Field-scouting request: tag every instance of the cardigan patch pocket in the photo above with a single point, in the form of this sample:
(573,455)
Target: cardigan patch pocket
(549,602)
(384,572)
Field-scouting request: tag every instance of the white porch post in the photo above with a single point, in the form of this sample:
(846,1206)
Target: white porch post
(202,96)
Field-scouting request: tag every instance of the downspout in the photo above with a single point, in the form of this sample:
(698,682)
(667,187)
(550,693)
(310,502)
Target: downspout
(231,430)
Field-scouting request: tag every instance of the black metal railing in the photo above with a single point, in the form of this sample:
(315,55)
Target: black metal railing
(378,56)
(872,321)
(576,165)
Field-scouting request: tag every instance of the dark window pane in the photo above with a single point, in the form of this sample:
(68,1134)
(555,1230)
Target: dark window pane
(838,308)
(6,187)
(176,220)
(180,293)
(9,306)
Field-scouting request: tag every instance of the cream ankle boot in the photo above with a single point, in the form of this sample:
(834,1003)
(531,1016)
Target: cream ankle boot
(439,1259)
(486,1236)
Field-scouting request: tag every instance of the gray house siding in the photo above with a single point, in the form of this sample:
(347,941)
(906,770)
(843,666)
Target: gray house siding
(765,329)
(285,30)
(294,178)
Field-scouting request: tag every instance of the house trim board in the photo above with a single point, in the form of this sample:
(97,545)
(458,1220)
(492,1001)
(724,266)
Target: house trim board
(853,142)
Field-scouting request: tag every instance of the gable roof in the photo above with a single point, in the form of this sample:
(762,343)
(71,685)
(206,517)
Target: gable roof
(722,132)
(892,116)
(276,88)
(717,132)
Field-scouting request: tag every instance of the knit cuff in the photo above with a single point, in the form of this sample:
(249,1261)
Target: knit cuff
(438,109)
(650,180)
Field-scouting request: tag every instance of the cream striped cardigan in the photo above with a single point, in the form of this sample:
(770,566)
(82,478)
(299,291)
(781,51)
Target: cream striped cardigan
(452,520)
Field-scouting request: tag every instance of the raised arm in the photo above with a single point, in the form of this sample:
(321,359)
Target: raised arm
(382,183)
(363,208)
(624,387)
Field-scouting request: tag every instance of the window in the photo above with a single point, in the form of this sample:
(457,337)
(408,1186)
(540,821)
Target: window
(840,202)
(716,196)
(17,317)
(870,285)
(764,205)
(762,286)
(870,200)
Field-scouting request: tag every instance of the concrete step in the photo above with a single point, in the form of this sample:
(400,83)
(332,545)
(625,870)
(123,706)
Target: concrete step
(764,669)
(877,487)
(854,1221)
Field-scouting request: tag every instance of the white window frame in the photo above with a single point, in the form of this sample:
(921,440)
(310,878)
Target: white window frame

_Do this:_
Rewrite every line of the items above as a single numbered list, leaving out any blank lines.

_Response:_
1. Field-scouting request: tag every instance of the cardigan patch pocket in the photo above with a single point, in the form of this sample:
2. (573,455)
3. Target: cardigan patch pocket
4. (549,602)
5. (384,572)
6. Field-scouting request: tag every instance of the white porch post in the photo above with a single point, in the form of this sample:
7. (846,1206)
8. Target: white porch post
9. (202,96)
10. Field-scouting request: tag every instance of the downspout in the photo above with a single point, in the form of this sample:
11. (698,682)
12. (667,187)
13. (550,693)
14. (310,502)
15. Target: downspout
16. (231,430)
17. Field-scouting request: tag every instance of the black metal railing in the photo above with a single point, in the form of this sample:
18. (315,55)
19. Target: black metal railing
20. (378,56)
21. (872,321)
22. (576,165)
23. Field-scouting request: tag every instance of the dark window pane in the photo above with a single point, in the form of this sample:
24. (68,1134)
25. (555,1230)
26. Target: dark window pane
27. (838,308)
28. (6,187)
29. (176,220)
30. (180,293)
31. (9,306)
32. Field-scouting request: tag every instance of the cream ankle boot in the photo above with a single point, in the form of this sample:
33. (834,1003)
34. (531,1016)
35. Target: cream ankle boot
36. (439,1259)
37. (486,1236)
38. Field-scouting request: tag every instance of the gray house siding in the photo above with a single point, in the form of this sample:
39. (347,941)
40. (906,770)
41. (843,666)
42. Target: gray house siding
43. (765,329)
44. (285,30)
45. (294,178)
46. Field-scouting request: tag every instance of the house trim board in the photo above with a single point, in the form of this sample:
47. (97,545)
48. (458,1220)
49. (492,1001)
50. (724,266)
51. Target: house trim board
52. (853,142)
53. Field-scouting request: tag every instance of the gable roof in the photo above with a single point, in the form of this sample:
54. (762,343)
55. (71,685)
56. (206,517)
57. Target: gable roof
58. (722,132)
59. (892,116)
60. (276,88)
61. (717,132)
62. Field-scouting request: tag every instance of the knit cuff in the photo above with a single point, in the form of this sample:
63. (249,1261)
64. Target: knit cuff
65. (438,109)
66. (650,180)
67. Field-scouting request: tag every instance of the cream striped cardigan in the photo above with a single point, in the form of this sample:
68. (770,566)
69. (82,478)
70. (299,291)
71. (781,51)
72. Target: cream striped cardigan
73. (452,520)
74. Field-scouting request: tag every instance of the raised arm in the photo above with a single point, in the form of this sample:
75. (321,359)
76. Target: raised arm
77. (382,183)
78. (363,208)
79. (624,387)
80. Field-scouting request: tag every instance of the window in the photo above with a single point, in the form of this sample:
81. (457,337)
82. (408,1186)
83. (540,821)
84. Target: window
85. (840,202)
86. (716,196)
87. (17,317)
88. (870,285)
89. (764,205)
90. (762,286)
91. (870,200)
92. Field-scouting request: tag every instance of the concrete step in the photo above with a single point, in the form of this sample:
93. (400,83)
94. (332,545)
95. (625,870)
96. (123,706)
97. Target: concrete step
98. (764,669)
99. (877,487)
100. (854,1221)
101. Field-scouting request: tag every instance of the white window frame in the photo above with a single point, in the form of this sample:
102. (921,440)
103. (310,878)
104. Target: white window frame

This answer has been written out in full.